MATERIAL

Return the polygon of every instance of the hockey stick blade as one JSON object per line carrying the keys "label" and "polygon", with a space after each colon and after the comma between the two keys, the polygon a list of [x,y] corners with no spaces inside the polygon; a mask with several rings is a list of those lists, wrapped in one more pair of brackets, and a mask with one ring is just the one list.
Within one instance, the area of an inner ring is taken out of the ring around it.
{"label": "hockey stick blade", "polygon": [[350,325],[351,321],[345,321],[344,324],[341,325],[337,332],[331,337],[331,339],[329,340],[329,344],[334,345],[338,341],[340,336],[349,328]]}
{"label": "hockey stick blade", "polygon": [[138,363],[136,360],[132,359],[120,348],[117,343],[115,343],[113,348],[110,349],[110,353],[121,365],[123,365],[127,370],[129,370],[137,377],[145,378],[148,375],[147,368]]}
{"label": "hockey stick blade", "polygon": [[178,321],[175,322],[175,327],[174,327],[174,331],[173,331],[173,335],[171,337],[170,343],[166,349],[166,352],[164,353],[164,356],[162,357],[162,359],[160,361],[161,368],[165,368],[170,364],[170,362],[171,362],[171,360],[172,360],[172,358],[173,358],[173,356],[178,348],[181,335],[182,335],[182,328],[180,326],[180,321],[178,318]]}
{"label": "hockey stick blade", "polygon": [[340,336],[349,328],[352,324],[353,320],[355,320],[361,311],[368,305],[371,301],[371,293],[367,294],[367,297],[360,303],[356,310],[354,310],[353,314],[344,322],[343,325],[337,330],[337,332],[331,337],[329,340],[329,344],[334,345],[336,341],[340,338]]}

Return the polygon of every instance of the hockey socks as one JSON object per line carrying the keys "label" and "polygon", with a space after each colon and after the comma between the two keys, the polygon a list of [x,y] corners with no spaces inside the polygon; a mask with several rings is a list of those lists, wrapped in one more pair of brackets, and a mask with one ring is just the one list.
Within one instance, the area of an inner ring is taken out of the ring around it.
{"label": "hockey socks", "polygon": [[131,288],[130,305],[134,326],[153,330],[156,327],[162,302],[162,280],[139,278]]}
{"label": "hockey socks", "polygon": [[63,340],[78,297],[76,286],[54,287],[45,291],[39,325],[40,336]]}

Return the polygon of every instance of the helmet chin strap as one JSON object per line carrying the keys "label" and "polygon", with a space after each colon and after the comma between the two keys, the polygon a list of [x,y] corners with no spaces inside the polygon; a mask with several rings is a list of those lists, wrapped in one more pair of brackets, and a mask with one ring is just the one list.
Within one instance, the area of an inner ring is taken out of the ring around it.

TO DO
Please print all of the data above again, every line unchanged.

FINISHED EXERCISE
Return the polygon of every instance of the hockey stick blade as one JSON object per line carrying the keys "label" and "polygon", with a space after each colon and after the comma between the two keys, the polygon a list of [x,y] corners with no spaces inside the polygon; a mask with several rings is a list of those lists, wrapped in one more pair of brackets, and a mask with one ring is just the one list.
Within one instance, the area of an inner ring is taken out of the ring around it.
{"label": "hockey stick blade", "polygon": [[350,325],[351,321],[345,321],[344,324],[341,325],[337,332],[331,337],[331,339],[329,340],[329,344],[334,345],[338,341],[340,336],[349,328]]}
{"label": "hockey stick blade", "polygon": [[138,363],[136,360],[132,359],[120,348],[117,343],[115,343],[113,348],[110,349],[110,353],[121,365],[123,365],[127,370],[129,370],[137,377],[145,378],[148,375],[147,368]]}
{"label": "hockey stick blade", "polygon": [[178,321],[175,322],[175,327],[174,327],[174,331],[173,331],[173,335],[171,337],[170,343],[166,349],[166,352],[164,353],[164,356],[162,357],[162,359],[160,361],[161,368],[165,368],[170,364],[170,362],[171,362],[171,360],[172,360],[172,358],[173,358],[173,356],[178,348],[181,335],[182,335],[182,328],[180,326],[180,321],[178,318]]}
{"label": "hockey stick blade", "polygon": [[340,336],[349,328],[352,324],[353,320],[355,320],[361,311],[368,305],[371,301],[371,293],[367,294],[367,297],[360,303],[356,310],[354,310],[353,314],[344,322],[343,325],[337,330],[337,332],[331,337],[329,340],[329,344],[334,345],[336,341],[340,338]]}

Return the polygon of every instance of the hockey socks as one JSON object per line carrying the keys "label" and "polygon", with a space after each colon and after the comma between the two keys, the polygon a list of [x,y] corners with no spaces inside the polygon; a mask with several rings is a list of those lists, wrapped in one more pair of brackets, and a mask with one ring is just the one list.
Within one instance, the area of an inner ring is taken out of the ring around it.
{"label": "hockey socks", "polygon": [[131,288],[130,305],[134,326],[153,330],[156,327],[162,302],[162,280],[139,278]]}
{"label": "hockey socks", "polygon": [[63,340],[78,297],[76,286],[54,287],[45,291],[39,325],[40,336]]}

Return the polygon of every instance of the helmet chin strap as one JSON object per line carrying the keys "label" and "polygon", with a space after each colon and after the comma between the two keys, the polygon a list of [x,y] corners with no spaces inside the polygon; a mask with several rings is a list of those lists, wrapped in one more pair of brackets, and a mask with one ring is just the one list.
Within one instance, the area of an inner ring is taken out of the ring around it.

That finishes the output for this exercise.